- WHAT THE EXERCISE ASKS
Word for word, restate the entries that follow.

- PROVIDED RECORDS
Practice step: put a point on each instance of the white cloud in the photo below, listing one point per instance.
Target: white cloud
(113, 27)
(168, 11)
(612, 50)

- RESPONSE TO THE EXERCISE
Practice step: put a point on each instance of the white cloud in the photo below, listing one point per instance.
Target: white cloud
(113, 27)
(168, 11)
(612, 50)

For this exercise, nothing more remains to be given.